How to complete this task: Exactly the lines from the one containing "Annotation task: put one keypoint on every instance of the blue" to the last line of the records, inclusive, are to be transcribed; include no others.

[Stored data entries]
__________________________________________________
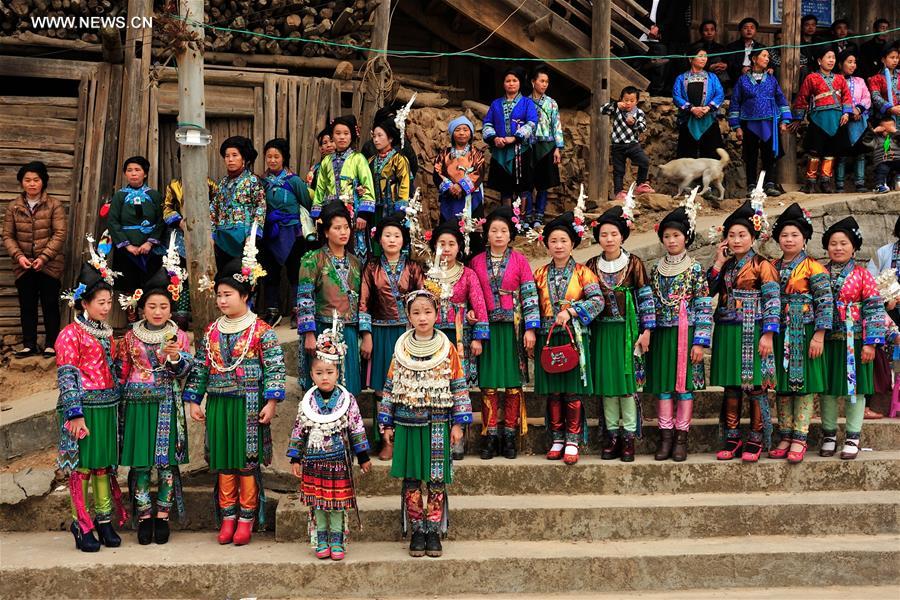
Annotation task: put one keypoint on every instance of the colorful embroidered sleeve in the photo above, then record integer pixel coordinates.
(272, 361)
(461, 413)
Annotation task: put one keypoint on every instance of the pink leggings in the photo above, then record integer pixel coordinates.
(682, 419)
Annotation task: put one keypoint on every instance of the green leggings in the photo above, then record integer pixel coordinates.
(616, 407)
(853, 410)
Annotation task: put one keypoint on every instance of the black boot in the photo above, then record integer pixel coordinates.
(160, 530)
(86, 542)
(108, 535)
(489, 445)
(433, 544)
(509, 443)
(145, 531)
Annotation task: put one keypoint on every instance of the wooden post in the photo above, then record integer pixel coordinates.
(598, 167)
(790, 70)
(194, 172)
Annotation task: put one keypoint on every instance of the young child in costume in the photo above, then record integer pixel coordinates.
(154, 355)
(88, 405)
(511, 297)
(424, 409)
(858, 327)
(569, 298)
(240, 368)
(345, 176)
(806, 317)
(683, 329)
(623, 325)
(386, 281)
(329, 282)
(327, 433)
(747, 318)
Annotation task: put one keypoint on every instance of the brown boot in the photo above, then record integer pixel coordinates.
(680, 452)
(665, 444)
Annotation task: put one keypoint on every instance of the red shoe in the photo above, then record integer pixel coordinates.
(243, 533)
(226, 532)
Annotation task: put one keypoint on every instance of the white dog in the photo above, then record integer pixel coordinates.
(687, 170)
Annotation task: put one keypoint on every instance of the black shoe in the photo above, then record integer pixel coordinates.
(160, 530)
(86, 542)
(417, 544)
(433, 544)
(145, 531)
(108, 535)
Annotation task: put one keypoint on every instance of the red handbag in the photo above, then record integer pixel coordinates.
(559, 359)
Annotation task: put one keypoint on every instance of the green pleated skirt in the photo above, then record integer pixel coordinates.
(813, 368)
(661, 362)
(725, 369)
(610, 360)
(139, 436)
(562, 383)
(498, 365)
(226, 432)
(836, 369)
(412, 453)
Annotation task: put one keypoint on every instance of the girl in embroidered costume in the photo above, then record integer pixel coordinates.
(622, 327)
(509, 129)
(386, 281)
(507, 285)
(239, 201)
(425, 407)
(327, 433)
(330, 280)
(806, 316)
(569, 298)
(154, 355)
(747, 318)
(850, 349)
(345, 176)
(240, 368)
(825, 97)
(287, 223)
(88, 406)
(136, 227)
(683, 329)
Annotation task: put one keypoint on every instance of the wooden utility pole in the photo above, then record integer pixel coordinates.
(195, 170)
(790, 72)
(598, 167)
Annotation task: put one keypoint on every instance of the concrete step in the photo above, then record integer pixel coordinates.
(193, 565)
(594, 518)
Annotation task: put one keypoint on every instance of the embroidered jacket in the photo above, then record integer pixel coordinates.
(692, 288)
(582, 293)
(856, 297)
(382, 293)
(338, 177)
(508, 290)
(322, 289)
(752, 279)
(624, 288)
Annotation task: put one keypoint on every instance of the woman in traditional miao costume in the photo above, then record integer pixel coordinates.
(850, 349)
(88, 406)
(622, 327)
(386, 280)
(424, 409)
(511, 297)
(239, 367)
(683, 329)
(569, 298)
(330, 281)
(154, 355)
(806, 317)
(746, 320)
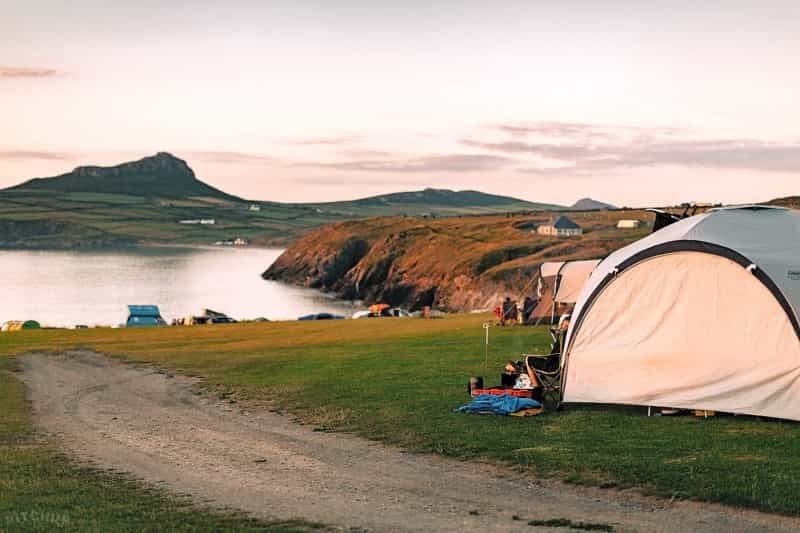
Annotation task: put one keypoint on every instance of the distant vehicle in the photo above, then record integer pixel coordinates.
(383, 312)
(144, 315)
(321, 316)
(19, 325)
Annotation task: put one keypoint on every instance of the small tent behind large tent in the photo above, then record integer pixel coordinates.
(702, 314)
(559, 285)
(144, 315)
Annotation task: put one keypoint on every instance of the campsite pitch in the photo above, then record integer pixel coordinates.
(397, 381)
(156, 426)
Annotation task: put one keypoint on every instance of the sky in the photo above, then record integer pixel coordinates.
(634, 103)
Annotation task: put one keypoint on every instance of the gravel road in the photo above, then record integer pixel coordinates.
(161, 429)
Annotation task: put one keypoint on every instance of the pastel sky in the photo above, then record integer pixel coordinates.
(631, 102)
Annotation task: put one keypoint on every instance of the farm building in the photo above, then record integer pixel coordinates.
(628, 224)
(562, 227)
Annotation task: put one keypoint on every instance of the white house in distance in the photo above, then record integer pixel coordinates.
(628, 224)
(203, 221)
(562, 227)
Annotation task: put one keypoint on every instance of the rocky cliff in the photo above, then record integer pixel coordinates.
(456, 264)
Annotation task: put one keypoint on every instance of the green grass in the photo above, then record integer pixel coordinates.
(397, 381)
(41, 490)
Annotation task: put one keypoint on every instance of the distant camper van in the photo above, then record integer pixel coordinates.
(144, 315)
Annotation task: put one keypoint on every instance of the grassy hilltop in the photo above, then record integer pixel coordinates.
(143, 202)
(397, 381)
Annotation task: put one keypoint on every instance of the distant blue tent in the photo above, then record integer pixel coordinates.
(321, 316)
(144, 315)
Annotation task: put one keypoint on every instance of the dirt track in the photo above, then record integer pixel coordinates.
(158, 428)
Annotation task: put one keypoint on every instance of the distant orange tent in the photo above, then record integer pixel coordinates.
(378, 308)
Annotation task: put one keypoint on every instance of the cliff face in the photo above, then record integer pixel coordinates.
(455, 264)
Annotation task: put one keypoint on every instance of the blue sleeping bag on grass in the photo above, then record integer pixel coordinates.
(504, 404)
__________________________________________________
Written response:
Annotation task: put one keypoint on every instance of the blue sleeping bag on grass in the photo above, then record integer pixel coordinates.
(504, 404)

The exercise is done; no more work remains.